Cosa fare: Riscrivi la parte dei record che inizia con la riga contenente "Drop one point on every instance of the parking" e prosegue fino alla fine dei record, estremi inclusi. Sostituisci "wheel arch" con "wheel well" e lascia invariato tutto il resto.

Record di identificazione delle posizioni:
╭──
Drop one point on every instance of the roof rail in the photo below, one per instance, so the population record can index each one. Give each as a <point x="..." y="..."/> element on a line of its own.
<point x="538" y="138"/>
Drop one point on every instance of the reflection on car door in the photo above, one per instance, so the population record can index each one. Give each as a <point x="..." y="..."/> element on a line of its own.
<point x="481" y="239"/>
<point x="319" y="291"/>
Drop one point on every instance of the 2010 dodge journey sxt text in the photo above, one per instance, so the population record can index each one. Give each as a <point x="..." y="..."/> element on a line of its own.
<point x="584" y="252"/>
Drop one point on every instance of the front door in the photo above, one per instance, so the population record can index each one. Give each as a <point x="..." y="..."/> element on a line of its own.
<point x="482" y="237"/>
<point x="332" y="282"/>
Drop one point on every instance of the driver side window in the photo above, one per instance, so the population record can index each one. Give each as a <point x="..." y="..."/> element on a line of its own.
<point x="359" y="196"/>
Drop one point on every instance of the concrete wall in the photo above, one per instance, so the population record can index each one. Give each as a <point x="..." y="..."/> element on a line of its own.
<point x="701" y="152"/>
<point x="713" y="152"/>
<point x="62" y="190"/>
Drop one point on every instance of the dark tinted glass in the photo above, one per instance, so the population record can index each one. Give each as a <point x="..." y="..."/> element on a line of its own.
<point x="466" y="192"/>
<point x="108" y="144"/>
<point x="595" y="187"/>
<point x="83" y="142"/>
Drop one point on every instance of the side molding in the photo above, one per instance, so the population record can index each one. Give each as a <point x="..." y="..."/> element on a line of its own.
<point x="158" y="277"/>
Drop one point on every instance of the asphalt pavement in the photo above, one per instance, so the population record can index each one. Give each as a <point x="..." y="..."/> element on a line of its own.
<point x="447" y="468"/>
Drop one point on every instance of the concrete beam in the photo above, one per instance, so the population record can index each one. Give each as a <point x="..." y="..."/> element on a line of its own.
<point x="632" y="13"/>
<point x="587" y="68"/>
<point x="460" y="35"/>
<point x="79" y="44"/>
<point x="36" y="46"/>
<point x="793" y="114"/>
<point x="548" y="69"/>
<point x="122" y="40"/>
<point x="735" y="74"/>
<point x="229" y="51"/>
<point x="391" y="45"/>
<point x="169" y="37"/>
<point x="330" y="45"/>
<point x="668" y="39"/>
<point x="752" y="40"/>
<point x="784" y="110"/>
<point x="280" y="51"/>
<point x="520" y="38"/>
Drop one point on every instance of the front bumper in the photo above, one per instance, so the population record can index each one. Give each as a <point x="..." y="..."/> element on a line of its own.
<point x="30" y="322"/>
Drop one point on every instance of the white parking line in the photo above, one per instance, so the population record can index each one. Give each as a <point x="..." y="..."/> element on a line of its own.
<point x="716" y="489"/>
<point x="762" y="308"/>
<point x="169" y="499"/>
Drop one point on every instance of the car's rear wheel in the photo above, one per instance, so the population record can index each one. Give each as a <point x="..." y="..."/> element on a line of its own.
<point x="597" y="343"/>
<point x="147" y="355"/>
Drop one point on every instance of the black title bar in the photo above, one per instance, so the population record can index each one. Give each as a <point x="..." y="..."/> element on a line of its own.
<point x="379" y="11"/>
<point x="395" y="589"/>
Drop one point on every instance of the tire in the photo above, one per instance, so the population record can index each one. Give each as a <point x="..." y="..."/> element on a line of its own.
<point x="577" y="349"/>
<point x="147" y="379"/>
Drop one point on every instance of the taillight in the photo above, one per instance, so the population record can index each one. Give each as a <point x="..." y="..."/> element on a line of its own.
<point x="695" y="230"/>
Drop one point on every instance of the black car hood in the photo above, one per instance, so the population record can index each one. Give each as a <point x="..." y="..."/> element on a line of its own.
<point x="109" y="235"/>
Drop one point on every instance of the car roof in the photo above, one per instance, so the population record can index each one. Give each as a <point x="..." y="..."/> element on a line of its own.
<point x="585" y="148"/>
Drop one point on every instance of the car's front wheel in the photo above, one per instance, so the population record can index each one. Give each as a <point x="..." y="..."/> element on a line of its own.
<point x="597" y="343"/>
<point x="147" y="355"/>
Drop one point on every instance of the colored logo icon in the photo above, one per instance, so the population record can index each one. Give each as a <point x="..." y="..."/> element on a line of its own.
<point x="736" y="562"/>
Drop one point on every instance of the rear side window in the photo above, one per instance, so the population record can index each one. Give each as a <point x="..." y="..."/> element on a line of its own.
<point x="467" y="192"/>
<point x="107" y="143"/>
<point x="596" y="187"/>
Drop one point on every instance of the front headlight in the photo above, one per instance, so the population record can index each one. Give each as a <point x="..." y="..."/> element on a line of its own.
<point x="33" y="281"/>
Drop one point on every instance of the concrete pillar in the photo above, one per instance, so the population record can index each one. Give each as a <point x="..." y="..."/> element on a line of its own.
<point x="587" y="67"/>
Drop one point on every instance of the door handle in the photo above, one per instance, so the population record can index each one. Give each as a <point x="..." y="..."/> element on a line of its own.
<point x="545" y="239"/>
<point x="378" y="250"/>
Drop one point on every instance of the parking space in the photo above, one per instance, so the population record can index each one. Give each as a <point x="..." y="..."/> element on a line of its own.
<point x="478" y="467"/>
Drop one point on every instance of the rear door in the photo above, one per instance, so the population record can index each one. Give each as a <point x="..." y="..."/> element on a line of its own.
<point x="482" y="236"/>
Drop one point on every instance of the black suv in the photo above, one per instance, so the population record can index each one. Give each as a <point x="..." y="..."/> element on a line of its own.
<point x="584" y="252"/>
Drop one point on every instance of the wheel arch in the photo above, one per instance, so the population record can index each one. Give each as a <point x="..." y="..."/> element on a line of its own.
╰──
Risposta:
Drop one point on every instance of the parking space in the photo above, one per instance, so the population record can index each one. Give each as a <point x="..." y="..."/> element on a line of its own.
<point x="478" y="467"/>
Drop one point on every instance of the rear door in the photo above, one per instance, so the population record can index each one. Give each as a <point x="..." y="..."/> element on a line of its own.
<point x="482" y="236"/>
Drop one point on every instance of the black suv in the photo above, one per instance, so the population record can index each one. Give each as a <point x="..." y="..."/> element on a line of its own.
<point x="584" y="252"/>
Drop one point on every instance of the wheel well in the photo above, one per instance, so the population record can index each one. Give each as a <point x="..." y="..."/> element on a line of its own.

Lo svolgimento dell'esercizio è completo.